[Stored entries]
§ §

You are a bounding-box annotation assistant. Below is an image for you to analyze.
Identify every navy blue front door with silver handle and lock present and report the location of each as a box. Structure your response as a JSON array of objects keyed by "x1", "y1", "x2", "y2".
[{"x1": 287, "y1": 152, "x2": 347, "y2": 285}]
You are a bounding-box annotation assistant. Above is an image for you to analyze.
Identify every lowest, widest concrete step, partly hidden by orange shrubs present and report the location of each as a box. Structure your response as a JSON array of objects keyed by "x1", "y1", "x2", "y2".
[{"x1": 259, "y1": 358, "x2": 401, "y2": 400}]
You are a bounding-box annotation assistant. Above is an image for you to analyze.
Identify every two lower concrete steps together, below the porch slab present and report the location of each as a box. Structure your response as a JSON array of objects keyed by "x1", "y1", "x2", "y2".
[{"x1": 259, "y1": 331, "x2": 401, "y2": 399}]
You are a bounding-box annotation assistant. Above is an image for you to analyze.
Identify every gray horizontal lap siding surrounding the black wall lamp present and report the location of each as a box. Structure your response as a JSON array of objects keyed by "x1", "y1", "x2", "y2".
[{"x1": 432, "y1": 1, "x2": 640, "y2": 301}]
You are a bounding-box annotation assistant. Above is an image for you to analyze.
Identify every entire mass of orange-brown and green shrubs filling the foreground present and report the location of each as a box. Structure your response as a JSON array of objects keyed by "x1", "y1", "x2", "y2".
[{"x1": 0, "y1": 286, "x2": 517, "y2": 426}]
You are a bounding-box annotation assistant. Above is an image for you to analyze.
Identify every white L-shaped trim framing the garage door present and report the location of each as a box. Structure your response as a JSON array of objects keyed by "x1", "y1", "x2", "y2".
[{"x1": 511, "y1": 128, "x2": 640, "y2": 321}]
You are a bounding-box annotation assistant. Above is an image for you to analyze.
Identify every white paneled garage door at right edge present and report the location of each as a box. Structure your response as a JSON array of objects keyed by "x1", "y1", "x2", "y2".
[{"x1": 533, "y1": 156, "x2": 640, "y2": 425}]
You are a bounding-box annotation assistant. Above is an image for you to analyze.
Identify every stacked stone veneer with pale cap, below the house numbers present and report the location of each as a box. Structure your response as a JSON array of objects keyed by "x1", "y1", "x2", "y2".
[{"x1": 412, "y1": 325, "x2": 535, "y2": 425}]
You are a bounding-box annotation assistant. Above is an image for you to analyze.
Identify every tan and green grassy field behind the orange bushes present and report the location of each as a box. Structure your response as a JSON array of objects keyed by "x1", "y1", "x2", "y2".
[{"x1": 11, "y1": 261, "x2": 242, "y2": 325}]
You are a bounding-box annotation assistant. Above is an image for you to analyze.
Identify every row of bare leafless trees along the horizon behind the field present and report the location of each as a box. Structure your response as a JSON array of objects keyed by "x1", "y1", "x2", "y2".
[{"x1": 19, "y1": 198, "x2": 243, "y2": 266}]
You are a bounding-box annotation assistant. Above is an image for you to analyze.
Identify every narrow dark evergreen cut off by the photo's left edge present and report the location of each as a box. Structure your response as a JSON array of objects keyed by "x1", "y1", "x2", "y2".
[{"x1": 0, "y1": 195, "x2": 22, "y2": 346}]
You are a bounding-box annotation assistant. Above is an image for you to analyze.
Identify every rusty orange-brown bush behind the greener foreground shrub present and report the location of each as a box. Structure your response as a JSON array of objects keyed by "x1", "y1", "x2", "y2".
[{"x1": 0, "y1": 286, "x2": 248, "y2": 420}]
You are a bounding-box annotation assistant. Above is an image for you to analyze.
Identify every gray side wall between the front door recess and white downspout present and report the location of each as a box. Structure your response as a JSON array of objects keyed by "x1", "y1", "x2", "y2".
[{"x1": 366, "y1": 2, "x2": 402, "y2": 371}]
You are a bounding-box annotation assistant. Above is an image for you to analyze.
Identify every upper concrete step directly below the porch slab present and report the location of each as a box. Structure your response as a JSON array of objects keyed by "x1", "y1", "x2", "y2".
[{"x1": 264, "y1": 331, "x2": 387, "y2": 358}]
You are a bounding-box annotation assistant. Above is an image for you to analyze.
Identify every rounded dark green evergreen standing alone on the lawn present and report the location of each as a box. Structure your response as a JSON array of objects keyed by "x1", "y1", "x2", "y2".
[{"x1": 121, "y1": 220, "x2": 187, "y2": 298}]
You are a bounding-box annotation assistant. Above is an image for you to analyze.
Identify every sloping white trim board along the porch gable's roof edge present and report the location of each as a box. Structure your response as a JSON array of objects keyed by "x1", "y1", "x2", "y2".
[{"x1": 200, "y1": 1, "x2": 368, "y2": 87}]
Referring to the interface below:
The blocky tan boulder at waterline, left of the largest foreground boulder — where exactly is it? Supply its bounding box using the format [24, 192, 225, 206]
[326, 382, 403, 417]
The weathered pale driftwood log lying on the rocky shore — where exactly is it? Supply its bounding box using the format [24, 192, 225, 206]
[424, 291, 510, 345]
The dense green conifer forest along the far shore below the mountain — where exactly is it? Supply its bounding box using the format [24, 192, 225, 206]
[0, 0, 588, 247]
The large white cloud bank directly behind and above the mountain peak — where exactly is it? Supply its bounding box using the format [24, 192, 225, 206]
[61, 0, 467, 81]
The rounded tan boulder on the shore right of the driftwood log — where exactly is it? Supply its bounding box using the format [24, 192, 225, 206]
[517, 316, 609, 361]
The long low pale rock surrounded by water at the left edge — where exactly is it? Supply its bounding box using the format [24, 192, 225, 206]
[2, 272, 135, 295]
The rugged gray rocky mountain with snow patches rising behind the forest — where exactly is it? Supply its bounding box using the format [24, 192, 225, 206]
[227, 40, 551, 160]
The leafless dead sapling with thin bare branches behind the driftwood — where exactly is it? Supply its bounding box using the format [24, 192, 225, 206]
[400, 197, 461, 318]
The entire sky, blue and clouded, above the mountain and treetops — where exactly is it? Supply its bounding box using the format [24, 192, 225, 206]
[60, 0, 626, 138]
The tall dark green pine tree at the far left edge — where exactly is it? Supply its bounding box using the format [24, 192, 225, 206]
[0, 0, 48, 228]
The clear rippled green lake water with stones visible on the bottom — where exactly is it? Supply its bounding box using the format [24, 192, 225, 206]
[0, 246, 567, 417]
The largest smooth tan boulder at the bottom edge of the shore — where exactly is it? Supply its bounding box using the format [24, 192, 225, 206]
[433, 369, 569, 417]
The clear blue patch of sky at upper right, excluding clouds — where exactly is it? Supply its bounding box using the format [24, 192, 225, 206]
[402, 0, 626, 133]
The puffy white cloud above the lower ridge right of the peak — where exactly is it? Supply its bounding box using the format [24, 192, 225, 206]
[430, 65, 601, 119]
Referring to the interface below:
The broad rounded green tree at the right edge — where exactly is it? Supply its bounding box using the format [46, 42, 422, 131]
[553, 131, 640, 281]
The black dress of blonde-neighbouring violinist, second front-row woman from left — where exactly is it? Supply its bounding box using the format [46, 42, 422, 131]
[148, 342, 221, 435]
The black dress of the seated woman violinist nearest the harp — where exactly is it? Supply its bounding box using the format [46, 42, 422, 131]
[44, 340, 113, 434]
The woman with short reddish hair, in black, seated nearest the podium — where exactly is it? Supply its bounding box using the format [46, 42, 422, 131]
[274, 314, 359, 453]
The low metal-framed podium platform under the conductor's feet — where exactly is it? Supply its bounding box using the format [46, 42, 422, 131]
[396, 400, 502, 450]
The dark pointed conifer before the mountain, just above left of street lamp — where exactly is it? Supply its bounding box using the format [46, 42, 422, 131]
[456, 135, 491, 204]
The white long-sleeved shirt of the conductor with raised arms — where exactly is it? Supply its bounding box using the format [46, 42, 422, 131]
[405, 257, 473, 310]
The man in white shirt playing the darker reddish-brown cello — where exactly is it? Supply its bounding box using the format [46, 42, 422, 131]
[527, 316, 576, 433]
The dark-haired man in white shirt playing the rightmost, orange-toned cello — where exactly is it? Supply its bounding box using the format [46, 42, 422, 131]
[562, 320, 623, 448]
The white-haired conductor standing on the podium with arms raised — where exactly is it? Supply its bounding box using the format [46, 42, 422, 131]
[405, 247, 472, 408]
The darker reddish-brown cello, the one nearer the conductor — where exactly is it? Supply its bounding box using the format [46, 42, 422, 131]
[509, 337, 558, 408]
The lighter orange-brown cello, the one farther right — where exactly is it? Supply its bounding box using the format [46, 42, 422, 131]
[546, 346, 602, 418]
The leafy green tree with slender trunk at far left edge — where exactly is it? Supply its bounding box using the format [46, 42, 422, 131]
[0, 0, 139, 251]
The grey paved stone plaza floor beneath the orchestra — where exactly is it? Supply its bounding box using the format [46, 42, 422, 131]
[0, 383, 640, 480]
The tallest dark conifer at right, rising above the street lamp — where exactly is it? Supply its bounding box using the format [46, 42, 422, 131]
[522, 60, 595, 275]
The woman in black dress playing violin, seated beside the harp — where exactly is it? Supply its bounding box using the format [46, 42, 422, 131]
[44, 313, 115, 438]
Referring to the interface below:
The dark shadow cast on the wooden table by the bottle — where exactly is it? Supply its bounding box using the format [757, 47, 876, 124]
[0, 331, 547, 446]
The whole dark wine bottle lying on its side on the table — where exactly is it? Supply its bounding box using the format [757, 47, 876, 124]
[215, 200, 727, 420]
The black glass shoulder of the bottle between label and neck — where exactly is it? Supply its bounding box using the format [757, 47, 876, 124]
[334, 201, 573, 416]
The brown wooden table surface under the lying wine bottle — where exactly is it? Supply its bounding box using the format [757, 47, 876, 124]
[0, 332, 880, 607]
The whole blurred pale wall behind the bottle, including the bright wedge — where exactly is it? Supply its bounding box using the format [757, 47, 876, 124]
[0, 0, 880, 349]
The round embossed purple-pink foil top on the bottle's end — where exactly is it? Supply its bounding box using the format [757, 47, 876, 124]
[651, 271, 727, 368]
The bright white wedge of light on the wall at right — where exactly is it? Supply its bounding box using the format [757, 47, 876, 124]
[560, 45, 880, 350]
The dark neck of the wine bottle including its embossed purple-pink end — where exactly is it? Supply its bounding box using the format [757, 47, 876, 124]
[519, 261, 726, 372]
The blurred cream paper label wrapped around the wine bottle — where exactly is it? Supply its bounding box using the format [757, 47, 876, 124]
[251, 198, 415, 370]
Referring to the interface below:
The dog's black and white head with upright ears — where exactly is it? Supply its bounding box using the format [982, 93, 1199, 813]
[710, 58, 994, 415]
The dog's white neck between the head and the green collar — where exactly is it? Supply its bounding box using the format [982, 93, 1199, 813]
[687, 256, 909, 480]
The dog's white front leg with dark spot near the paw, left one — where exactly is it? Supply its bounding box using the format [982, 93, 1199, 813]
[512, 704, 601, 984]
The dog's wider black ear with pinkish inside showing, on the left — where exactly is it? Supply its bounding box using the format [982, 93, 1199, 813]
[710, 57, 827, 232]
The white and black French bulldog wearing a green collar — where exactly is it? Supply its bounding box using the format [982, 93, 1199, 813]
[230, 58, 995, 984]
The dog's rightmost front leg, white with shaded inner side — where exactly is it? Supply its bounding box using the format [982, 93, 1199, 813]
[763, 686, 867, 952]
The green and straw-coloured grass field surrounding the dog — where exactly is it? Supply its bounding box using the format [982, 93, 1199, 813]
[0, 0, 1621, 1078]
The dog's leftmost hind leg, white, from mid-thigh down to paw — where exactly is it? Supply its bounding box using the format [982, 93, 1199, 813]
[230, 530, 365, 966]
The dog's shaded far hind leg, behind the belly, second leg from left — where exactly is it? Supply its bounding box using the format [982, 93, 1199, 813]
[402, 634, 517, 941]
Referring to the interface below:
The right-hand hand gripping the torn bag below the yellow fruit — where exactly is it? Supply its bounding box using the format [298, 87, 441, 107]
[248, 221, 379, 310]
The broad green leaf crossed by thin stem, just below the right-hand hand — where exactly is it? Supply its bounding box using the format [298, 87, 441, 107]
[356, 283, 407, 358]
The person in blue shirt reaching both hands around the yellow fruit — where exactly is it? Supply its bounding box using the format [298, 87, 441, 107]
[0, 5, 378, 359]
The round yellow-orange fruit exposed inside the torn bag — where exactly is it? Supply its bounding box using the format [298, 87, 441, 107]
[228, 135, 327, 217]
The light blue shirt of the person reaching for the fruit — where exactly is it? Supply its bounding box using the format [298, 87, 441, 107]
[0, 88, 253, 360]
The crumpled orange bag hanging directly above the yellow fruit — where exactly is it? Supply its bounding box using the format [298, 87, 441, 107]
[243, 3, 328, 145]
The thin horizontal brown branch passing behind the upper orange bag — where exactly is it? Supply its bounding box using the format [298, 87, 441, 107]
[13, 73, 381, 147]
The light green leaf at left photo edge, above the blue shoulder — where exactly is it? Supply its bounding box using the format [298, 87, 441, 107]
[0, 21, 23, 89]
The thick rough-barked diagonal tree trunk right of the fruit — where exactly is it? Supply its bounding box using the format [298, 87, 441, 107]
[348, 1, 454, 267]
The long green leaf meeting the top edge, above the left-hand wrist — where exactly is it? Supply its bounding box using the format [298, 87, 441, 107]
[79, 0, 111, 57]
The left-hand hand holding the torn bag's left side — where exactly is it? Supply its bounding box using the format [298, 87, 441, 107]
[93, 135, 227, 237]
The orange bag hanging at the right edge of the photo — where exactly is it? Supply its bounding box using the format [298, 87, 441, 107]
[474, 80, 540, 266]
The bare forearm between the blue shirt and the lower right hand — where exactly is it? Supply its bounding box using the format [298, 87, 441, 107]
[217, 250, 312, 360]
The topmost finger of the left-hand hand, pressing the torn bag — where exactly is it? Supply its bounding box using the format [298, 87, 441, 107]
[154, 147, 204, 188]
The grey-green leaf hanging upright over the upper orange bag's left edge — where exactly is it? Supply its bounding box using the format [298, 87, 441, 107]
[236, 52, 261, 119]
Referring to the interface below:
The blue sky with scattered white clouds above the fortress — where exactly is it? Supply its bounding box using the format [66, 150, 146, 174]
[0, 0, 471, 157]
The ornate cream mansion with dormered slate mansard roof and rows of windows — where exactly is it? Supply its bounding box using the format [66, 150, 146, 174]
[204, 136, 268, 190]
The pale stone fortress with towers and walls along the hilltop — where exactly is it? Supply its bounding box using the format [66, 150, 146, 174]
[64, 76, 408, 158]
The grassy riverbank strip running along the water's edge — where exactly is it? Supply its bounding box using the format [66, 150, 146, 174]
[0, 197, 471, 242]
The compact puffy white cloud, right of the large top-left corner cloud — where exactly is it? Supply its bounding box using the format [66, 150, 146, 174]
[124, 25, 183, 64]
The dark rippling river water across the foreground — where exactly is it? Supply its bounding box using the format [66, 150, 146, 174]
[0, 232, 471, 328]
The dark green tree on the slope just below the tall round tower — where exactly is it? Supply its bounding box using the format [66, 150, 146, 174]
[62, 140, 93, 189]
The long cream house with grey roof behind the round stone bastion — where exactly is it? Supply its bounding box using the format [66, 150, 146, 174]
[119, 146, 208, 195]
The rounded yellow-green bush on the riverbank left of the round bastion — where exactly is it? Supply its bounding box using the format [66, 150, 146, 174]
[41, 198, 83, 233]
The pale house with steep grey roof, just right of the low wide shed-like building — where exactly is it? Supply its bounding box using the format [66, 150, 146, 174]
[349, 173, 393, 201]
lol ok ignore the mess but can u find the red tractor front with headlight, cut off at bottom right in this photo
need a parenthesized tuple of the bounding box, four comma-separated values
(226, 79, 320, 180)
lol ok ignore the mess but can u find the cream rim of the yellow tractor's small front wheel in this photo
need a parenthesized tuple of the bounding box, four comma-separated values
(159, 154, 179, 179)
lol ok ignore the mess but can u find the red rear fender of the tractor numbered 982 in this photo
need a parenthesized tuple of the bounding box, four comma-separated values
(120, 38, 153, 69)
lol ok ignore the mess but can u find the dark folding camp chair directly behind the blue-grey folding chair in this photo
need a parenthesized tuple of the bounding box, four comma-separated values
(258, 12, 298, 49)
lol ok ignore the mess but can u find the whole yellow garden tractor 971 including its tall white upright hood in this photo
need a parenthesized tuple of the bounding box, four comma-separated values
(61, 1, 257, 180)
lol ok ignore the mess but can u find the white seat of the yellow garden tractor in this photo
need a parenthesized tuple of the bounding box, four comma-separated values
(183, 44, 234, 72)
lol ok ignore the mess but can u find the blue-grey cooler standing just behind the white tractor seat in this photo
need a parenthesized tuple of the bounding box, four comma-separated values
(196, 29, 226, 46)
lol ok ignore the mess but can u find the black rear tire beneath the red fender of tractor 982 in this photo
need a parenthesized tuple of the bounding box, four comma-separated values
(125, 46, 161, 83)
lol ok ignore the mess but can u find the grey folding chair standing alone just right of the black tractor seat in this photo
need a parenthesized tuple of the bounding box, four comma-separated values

§ §

**Exercise:**
Only the lines containing "chair" are needed; copy each of them from the data.

**Written answer:**
lol ok ignore the mess but can u find the dark folding camp chair directly behind the blue-grey folding chair in this photo
lol ok ignore the mess but can u find the grey folding chair standing alone just right of the black tractor seat in this photo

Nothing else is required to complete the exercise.